ЗАДАНИЕ A:
Какой оказалась площадь дотла выгоревшего помещения, согласно тексту о пожаре на складе?
ЗАДАНИЕ B:
Допишите текст о пожаре на складе, начав сразу после его последнего предложения.
======== ЦИТИРУЕМЫЙ ОТРЫВОК
И вот, наконец, с этими ставшими историей грустными воспоминаниями, я домчался до пепелища. Наряду с пеплом застал обгоревшие осколки уничтоженных пожаром бутылок. К счастью, всё-таки удалось локализовать возгорание в одной, но весьма немалой части склада, которая одновременно являлась как бы тамбуром для редкого выезда разгружаемых машин. Итого площадь дотла выгоревшего помещения оказалась не шесть тысяч, а сто с небольшим квадратных метров. Примерный ущерб от порчи нашей продукции огнём и задымлением вместе с затратами на ремонт помещений составил примерно 4–5 миллионов рублей, а с простоем — 6–7 миллионов.

Мебель в салоне из-за сильного задымления вся пропахла гарью, особенно диваны. Удастся ли их спасти с помощью химической чистки? Аналогично пропахла и продукция арендаторов. Оценка нанесённого им ущерба ещё впереди.

Теперь главная задача — установить причину пожара. Возможно, короткое замыкание, курение или умышленный поджог.

Видеокамеры в этой части склада, как назло, не оказалось. В соседнем нашем же складском помещении видеонаблюдение зафиксировало как бы мгновенно возникшее ровное пламя. Яркость его быстро возрастала. Искрения, свойственного возгоранию проводки, вроде бы не было.

Вскоре выяснилось, что за несколько минут до пожара в тамбур два раза заходила уборщица. Первый раз на три минуты, второй раз всего секунд на двадцать. В это же примерно время в смежном складском помещении был и молодой человек — продавец-консультант; но в тамбур он не заходил. Уборщица первоначально дала объяснения, что ходила в тамбур выбрасывать мусор, а второй раз — посмотреть, следует ли и там помыть пол. Но видеокамера показала, что она лжёт, мусора в её руках не было. Тогда она призналась, что ходила курить. Оказывается, там стояла лавочка для курения, а на ней, как хлеб и соль в зимовье, лежали ничьи сигареты и зажигалка. Второй раз она вернулась, чтобы положить случайно прихваченную зажигалку. Никакого запаха тления при этом, она уверяет, не было, а мгновенно, как известно, коробки не разгораются. Выяснилось, что работает она в фирме всего два месяца. Может, её или ещё кого-то к нам заслали «доброжелатели» специально, чтобы произвести диверсию. Разговор с уборщицей выявил её пограничное с шизофренией состояние психики. Вряд ли такую зашлют. Да и привела её к нам как замену себе увольняющаяся с работы соседка.
================
======== ИСХОДНЫЕ ДАННЫЕ
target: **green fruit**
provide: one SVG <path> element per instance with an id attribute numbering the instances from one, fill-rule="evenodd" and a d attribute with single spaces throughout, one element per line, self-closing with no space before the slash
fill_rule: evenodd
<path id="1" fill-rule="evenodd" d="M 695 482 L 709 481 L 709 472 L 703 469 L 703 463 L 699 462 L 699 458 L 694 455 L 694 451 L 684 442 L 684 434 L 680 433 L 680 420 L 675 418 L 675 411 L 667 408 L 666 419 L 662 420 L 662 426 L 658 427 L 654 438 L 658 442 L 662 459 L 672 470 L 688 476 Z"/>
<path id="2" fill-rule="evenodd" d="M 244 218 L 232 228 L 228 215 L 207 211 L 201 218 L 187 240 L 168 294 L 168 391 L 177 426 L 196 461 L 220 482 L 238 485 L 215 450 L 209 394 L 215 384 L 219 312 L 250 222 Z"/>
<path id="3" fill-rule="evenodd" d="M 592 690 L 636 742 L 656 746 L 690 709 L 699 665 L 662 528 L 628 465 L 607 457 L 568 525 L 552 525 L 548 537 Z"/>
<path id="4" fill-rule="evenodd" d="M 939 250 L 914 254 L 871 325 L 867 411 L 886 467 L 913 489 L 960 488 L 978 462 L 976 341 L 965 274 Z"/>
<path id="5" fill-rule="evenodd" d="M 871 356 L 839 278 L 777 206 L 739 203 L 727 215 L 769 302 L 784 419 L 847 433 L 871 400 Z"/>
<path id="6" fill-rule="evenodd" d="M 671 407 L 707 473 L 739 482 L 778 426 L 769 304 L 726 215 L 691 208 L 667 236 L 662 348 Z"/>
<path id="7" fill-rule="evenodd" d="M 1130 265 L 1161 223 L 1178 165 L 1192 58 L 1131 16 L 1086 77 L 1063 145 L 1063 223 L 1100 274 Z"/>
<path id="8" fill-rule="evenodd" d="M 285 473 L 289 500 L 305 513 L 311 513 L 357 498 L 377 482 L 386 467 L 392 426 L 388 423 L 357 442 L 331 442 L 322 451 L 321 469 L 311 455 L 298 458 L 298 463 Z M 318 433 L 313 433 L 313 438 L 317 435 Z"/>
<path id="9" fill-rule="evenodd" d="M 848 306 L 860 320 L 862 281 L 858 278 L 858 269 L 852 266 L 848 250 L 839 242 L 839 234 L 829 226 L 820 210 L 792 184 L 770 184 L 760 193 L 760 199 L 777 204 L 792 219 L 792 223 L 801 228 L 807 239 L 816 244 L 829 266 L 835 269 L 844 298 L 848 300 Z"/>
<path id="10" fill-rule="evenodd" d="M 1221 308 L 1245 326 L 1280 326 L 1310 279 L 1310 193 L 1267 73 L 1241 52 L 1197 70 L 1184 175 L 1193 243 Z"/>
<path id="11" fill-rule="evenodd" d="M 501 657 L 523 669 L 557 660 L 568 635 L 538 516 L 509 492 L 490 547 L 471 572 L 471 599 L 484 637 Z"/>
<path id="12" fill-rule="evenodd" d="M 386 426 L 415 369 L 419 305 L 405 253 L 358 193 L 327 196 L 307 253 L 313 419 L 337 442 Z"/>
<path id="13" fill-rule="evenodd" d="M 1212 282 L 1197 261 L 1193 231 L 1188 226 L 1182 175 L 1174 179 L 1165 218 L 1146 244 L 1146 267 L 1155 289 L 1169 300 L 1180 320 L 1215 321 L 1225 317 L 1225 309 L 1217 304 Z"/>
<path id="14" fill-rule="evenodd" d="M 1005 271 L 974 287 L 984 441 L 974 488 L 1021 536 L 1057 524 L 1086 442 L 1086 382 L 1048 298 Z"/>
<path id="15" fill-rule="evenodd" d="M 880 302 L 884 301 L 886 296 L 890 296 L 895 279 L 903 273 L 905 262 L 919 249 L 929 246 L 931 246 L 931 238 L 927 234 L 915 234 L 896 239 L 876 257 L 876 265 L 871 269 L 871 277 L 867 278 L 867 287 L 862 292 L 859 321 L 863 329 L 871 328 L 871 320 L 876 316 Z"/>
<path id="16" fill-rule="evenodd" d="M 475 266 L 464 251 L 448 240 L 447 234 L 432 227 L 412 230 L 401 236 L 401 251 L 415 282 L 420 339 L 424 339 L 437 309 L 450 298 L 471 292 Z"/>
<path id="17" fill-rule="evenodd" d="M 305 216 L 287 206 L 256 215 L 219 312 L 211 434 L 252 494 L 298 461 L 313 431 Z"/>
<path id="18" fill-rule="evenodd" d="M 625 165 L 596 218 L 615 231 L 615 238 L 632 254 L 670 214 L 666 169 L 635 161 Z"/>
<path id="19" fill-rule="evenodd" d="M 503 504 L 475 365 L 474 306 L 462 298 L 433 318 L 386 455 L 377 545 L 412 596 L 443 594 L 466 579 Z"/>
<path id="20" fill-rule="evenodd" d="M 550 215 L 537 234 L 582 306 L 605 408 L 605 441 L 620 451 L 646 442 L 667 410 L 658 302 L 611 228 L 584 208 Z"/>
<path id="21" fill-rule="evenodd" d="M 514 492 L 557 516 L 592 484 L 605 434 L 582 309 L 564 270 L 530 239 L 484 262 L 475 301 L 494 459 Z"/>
================
ОТВЕТ A:
Сто с небольшим квадратных метров.

ОТВЕТ B:
Пока обсуждали эту самую простую версию, заметили в середине склада люк на потолке. Причём прямо под ним металлическую балку максимально повело. Возможно, что поджигатель с бензином или со спиртом от соседей, где, к слову сказать, пока ещё идут ремонтно-строительные работы, пробрался к нам по чердаку, спокойно вылил легковоспламеняющуюся жидкость, поджёг, закрыл люк и выбрался через стройку. Наши представители туда уже ходили, но, как всегда, суровая охрана соседей их не допустила. Эту наиболее вероятную точку зрения мы изложили пожарному дознавателю. С нашей стороны люк после пожара заклинило, и трое работников МЧС пошли обследовать соседнее помещение. С ними пропустили и нас. Очевидного лаза или выхода на чердак не обнаружили, но были запертые бытовки. Ключей у охранников не оказалось, и это усилило подозрения.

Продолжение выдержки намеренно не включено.